Word for word, copy the data that follows and skip its pictures.

:: Source information ::
BEGIN

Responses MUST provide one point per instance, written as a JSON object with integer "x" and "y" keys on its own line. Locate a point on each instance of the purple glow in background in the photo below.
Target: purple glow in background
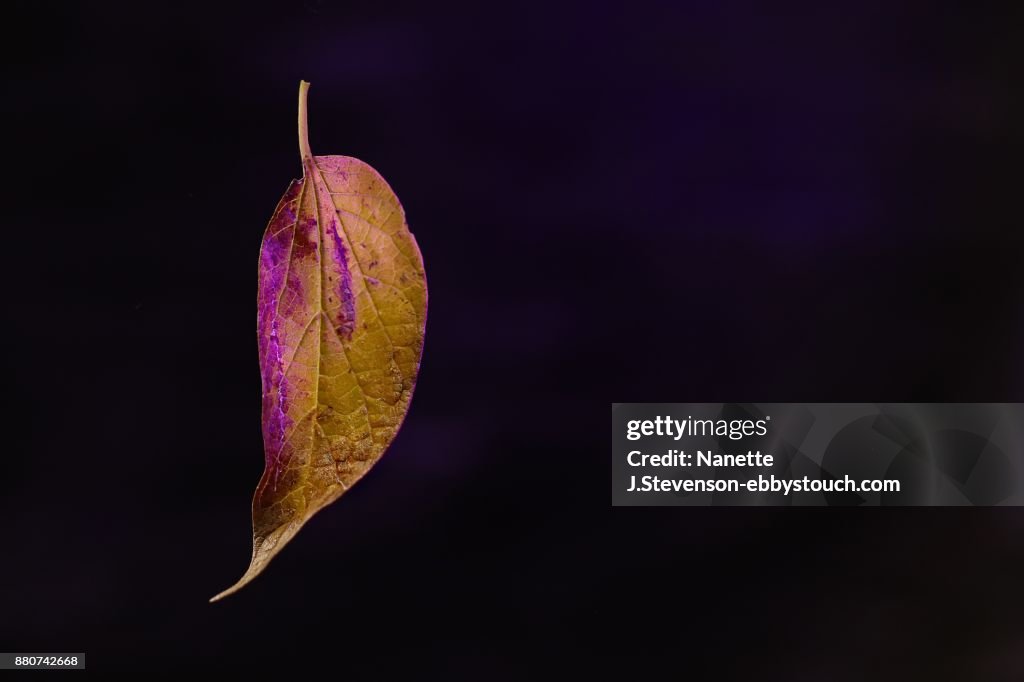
{"x": 637, "y": 202}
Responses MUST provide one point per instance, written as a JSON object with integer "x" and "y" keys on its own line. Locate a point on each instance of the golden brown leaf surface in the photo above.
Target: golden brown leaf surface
{"x": 342, "y": 311}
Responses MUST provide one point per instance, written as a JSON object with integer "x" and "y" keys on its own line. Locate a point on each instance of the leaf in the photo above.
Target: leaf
{"x": 341, "y": 317}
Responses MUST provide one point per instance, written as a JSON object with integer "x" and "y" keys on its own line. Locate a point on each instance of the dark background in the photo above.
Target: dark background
{"x": 678, "y": 202}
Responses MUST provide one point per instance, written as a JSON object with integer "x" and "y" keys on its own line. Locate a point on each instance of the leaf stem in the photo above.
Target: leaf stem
{"x": 303, "y": 123}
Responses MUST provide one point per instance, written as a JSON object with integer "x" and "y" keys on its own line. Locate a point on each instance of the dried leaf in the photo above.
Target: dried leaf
{"x": 342, "y": 312}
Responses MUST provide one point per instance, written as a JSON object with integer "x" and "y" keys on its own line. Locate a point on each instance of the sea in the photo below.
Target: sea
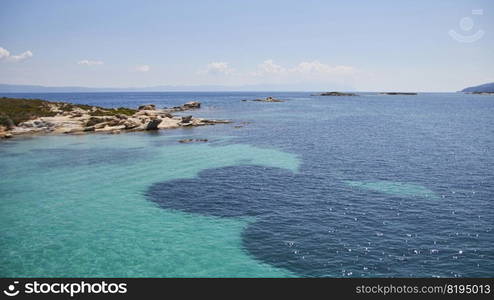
{"x": 366, "y": 186}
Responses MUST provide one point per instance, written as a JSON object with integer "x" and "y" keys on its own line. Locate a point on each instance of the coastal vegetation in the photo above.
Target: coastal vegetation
{"x": 30, "y": 116}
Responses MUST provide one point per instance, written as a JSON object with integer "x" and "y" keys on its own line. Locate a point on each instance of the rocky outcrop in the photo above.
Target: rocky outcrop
{"x": 153, "y": 124}
{"x": 86, "y": 119}
{"x": 398, "y": 93}
{"x": 187, "y": 106}
{"x": 267, "y": 99}
{"x": 147, "y": 107}
{"x": 335, "y": 94}
{"x": 186, "y": 119}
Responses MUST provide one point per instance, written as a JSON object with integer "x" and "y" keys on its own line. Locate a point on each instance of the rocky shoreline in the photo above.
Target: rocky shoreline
{"x": 28, "y": 117}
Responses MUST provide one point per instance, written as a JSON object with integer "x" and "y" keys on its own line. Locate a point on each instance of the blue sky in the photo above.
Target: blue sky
{"x": 302, "y": 45}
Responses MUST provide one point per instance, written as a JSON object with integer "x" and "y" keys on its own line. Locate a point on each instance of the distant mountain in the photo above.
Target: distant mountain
{"x": 14, "y": 88}
{"x": 483, "y": 88}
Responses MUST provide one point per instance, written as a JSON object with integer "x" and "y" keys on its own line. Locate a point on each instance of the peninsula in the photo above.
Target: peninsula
{"x": 35, "y": 116}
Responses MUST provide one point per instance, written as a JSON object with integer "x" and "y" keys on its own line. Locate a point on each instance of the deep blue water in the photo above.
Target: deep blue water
{"x": 387, "y": 185}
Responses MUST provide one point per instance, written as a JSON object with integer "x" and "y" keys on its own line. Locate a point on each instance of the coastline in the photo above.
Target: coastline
{"x": 40, "y": 117}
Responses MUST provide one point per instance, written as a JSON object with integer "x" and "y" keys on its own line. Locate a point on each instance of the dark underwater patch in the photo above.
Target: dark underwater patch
{"x": 319, "y": 226}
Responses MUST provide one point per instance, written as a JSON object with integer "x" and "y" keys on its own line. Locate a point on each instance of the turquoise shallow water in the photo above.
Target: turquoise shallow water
{"x": 88, "y": 217}
{"x": 315, "y": 186}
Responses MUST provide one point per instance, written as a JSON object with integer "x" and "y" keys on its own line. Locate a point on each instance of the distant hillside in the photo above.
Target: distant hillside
{"x": 14, "y": 88}
{"x": 483, "y": 88}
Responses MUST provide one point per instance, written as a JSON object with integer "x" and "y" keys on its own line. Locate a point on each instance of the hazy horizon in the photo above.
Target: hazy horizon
{"x": 416, "y": 46}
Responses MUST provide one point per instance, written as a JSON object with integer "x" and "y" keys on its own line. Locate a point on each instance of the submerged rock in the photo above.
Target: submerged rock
{"x": 153, "y": 124}
{"x": 192, "y": 140}
{"x": 186, "y": 119}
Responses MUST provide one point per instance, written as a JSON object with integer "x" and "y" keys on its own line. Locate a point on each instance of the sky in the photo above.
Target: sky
{"x": 420, "y": 45}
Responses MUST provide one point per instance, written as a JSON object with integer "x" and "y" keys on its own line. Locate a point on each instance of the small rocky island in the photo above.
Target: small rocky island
{"x": 267, "y": 99}
{"x": 35, "y": 116}
{"x": 335, "y": 94}
{"x": 398, "y": 93}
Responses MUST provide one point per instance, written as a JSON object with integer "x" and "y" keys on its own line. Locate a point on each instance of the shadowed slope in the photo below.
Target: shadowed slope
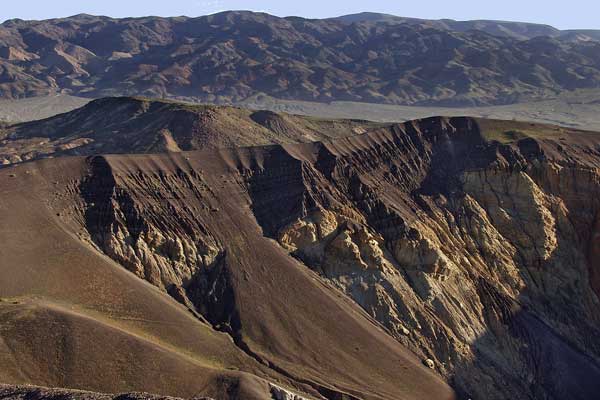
{"x": 277, "y": 312}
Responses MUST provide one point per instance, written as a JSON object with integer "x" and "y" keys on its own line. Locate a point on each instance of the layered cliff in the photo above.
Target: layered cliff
{"x": 472, "y": 243}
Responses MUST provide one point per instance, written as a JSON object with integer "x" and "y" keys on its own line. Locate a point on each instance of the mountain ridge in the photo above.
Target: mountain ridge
{"x": 231, "y": 56}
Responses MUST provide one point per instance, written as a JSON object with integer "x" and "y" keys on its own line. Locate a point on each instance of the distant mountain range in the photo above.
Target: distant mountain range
{"x": 515, "y": 30}
{"x": 235, "y": 56}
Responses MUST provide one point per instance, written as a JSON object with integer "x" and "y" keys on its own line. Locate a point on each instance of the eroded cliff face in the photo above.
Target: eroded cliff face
{"x": 480, "y": 257}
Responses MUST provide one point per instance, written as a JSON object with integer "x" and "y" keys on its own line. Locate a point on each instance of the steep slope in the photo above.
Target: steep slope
{"x": 471, "y": 242}
{"x": 232, "y": 56}
{"x": 510, "y": 29}
{"x": 136, "y": 125}
{"x": 73, "y": 318}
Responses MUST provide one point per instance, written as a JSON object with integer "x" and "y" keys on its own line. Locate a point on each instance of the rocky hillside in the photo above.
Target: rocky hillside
{"x": 232, "y": 56}
{"x": 471, "y": 243}
{"x": 136, "y": 125}
{"x": 509, "y": 29}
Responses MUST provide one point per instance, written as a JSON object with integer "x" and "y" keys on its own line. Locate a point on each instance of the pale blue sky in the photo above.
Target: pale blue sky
{"x": 562, "y": 14}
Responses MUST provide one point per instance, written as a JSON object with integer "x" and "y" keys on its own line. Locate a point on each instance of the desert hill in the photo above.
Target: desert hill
{"x": 232, "y": 56}
{"x": 370, "y": 266}
{"x": 137, "y": 125}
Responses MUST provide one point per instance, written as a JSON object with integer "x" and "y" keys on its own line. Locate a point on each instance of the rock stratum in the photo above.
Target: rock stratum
{"x": 237, "y": 56}
{"x": 444, "y": 258}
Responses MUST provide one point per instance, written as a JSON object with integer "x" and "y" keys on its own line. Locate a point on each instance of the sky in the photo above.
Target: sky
{"x": 569, "y": 14}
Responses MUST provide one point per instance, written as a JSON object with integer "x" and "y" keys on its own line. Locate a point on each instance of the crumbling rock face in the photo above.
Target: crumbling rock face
{"x": 161, "y": 241}
{"x": 481, "y": 257}
{"x": 472, "y": 253}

END

:: Response for this exercise ::
Responses MUST provide one point per instance, written as a JSON object with integer "x" and "y" keys on its own line. Locate a point on each instance of the purple glow in background in the photo below.
Target: purple glow in background
{"x": 637, "y": 202}
Responses MUST provide one point per instance, written as a JSON object with integer "x" and "y" keys on its own line. Locate a point on each instance of the golden brown leaf surface in the photo above.
Target: golden brown leaf surface
{"x": 342, "y": 311}
Responses MUST provide one point per instance, written as a JSON object with integer "x" and "y" keys on its own line. Locate a point on each instance of the leaf in the photo above.
Target: leaf
{"x": 341, "y": 317}
Responses MUST provide one point per instance, written as a JSON object with integer "x" and "y" keys on its own line. Locate a point on each instance of the dark background in the photo above.
Target: dark background
{"x": 678, "y": 202}
Responses MUST provide one point per instance, written as a JSON object with integer "x" and "y" keys on its own line. Locate a point on each instance of the leaf stem in the photo above.
Target: leaf stem
{"x": 303, "y": 123}
Responses MUST provide one point per instance, written as a JSON object with integer "x" and "y" keys on its own line. Locate a point on each instance of the dried leaf in the photo above.
Target: dried leaf
{"x": 342, "y": 312}
Responses MUST provide one point per instance, written as a JSON object with integer "x" and "y" keys on its own line. Locate a point on each instance of the sea in the photo below.
Target: sea
{"x": 366, "y": 186}
Responses MUST provide one point per instance, written as a JSON object with integer "x" and "y" keys on its own line. Locate a point on each instance of the coastal vegetation in the photo above.
Target: coastal vegetation
{"x": 30, "y": 116}
Responses MUST provide one point per instance, written as a JSON object with integer "x" and "y" keys on its own line. Locate a point on each instance of the rocky outcrop in the photo above.
Target: rocky outcrop
{"x": 153, "y": 124}
{"x": 86, "y": 119}
{"x": 398, "y": 93}
{"x": 187, "y": 106}
{"x": 267, "y": 99}
{"x": 147, "y": 107}
{"x": 335, "y": 94}
{"x": 186, "y": 119}
Responses MUST provide one point per instance, written as a JSON object with integer "x" and "y" keys on its own line. Locate a point on each instance of the rocky shoreline in the photo above.
Target: rocky shoreline
{"x": 28, "y": 117}
Responses MUST provide one point per instance, written as a JSON object with integer "x" and "y" keys on its own line. Locate a point on each instance of the blue sky in the photo above.
Target: blue sky
{"x": 302, "y": 45}
Responses MUST provide one point per instance, written as a JSON object with integer "x" and "y" keys on its own line. Locate a point on each instance of the distant mountain in the photo above.
Target: distant mountain
{"x": 14, "y": 88}
{"x": 483, "y": 88}
Responses MUST provide one point per instance, written as a JSON object with integer "x" and "y" keys on its own line. Locate a point on each instance of the peninsula in the photo above.
Target: peninsula
{"x": 35, "y": 116}
Responses MUST provide one point per instance, written as a JSON object with integer "x" and "y" keys on its own line. Locate a point on each instance of the deep blue water in the photo above.
Target: deep blue water
{"x": 387, "y": 185}
Responses MUST provide one point per instance, written as a JSON object with integer "x" and "y" keys on its own line. Locate a point on each instance of the coastline in the photo above.
Target: coastline
{"x": 40, "y": 117}
Responses MUST provide one point per instance, written as a JSON object with integer "x" and "y" keys on its own line. Locate a point on each instance of the dark underwater patch in the photo above.
Target: dark underwater patch
{"x": 319, "y": 226}
Responses MUST provide one point per instance, written as a JSON object with integer "x" and "y" keys on its own line. Locate a point on each instance of the turquoise shallow water in the photo above.
Target: turquoise shallow water
{"x": 88, "y": 217}
{"x": 315, "y": 186}
Responses MUST provide one point per instance, written as a JSON object with integer "x" and "y" keys on its own line. Locate a point on each instance of the distant hillside in the photo above.
Target: distant hillside
{"x": 14, "y": 88}
{"x": 483, "y": 88}
Responses MUST provide one point per instance, written as a JSON object with integer "x" and "y" keys on its own line. Locate a point on each instance of the hazy horizon in the photo above.
Target: hazy horizon
{"x": 416, "y": 46}
Responses MUST provide one point per instance, written as a JSON object with integer "x" and "y" keys on its own line. Locate a point on each instance of the submerged rock in the photo above.
Target: submerged rock
{"x": 153, "y": 124}
{"x": 192, "y": 140}
{"x": 186, "y": 119}
Responses MUST provide one point per instance, written as a JSON object with integer "x" and "y" keys on its own line. Locate a point on each instance of the sky in the photo above.
Target: sky
{"x": 420, "y": 45}
Responses MUST provide one point per instance, written as a JSON object with integer "x" and "y" keys on its own line. Locate a point on each instance of the small rocky island in the photo above.
Target: small rocky island
{"x": 267, "y": 99}
{"x": 35, "y": 116}
{"x": 335, "y": 94}
{"x": 398, "y": 93}
Responses MUST provide one point per instance, written as a JSON object with integer "x" and "y" keys on its own line. Locate a point on each instance of the shadowed slope in the photo below.
Target: shadowed slope
{"x": 277, "y": 312}
Responses MUST provide one point per instance, written as a JSON object with integer "x" and "y" keys on its own line. Locate a point on each instance of the layered cliff in the photo above.
Target: layered cliff
{"x": 472, "y": 243}
Responses MUST provide one point per instance, written as a JSON object with integer "x" and "y" keys on its own line. Locate a point on each instance of the mountain ridge in the photo above.
Target: mountain ridge
{"x": 231, "y": 56}
Responses MUST provide one point per instance, written as a JSON object with integer "x" and "y" keys on its own line. Locate a point on each instance of the distant mountain range in the photo above.
Target: distant mountain range
{"x": 515, "y": 30}
{"x": 235, "y": 56}
Responses MUST provide one point per instance, written as a JSON object with integer "x" and "y" keys on its own line. Locate a point on each instance of the eroded cliff face in the photo above.
Target: eroded cliff face
{"x": 480, "y": 257}
Responses MUST provide one point per instance, written as a JSON object with integer "x" and "y" keys on its own line. Locate a point on each instance of the steep slope in the photo above.
Target: steep slope
{"x": 471, "y": 242}
{"x": 232, "y": 56}
{"x": 510, "y": 29}
{"x": 136, "y": 125}
{"x": 73, "y": 318}
Responses MUST provide one point per instance, written as a JSON object with integer "x" and "y" keys on its own line. Locate a point on each instance of the rocky hillside in the photo above.
Target: rocky hillside
{"x": 232, "y": 56}
{"x": 471, "y": 243}
{"x": 136, "y": 125}
{"x": 509, "y": 29}
Responses MUST provide one point per instance, written as a JSON object with integer "x" and "y" keys on its own line. Locate a point on each instance of the pale blue sky in the photo above.
Target: pale blue sky
{"x": 562, "y": 14}
Responses MUST provide one point per instance, written as a JSON object with integer "x" and "y" keys on its own line. Locate a point on each instance of the desert hill in the photo above.
Target: desert hill
{"x": 232, "y": 56}
{"x": 370, "y": 266}
{"x": 137, "y": 125}
Responses MUST provide one point per instance, written as a JSON object with integer "x" and "y" keys on its own line. Locate a point on each instance of the rock stratum in the photo above.
Target: rock stratum
{"x": 237, "y": 56}
{"x": 444, "y": 258}
Responses MUST provide one point per instance, written as a JSON object with integer "x" and "y" keys on its own line. Locate a point on each instance of the sky in the photo above.
Target: sky
{"x": 569, "y": 14}
Responses MUST provide one point per instance, written as a JSON object with integer "x" and "y" keys on its own line. Locate a point on each instance of the crumbling rock face in the photo above.
Target: crumbling rock face
{"x": 161, "y": 241}
{"x": 481, "y": 257}
{"x": 472, "y": 253}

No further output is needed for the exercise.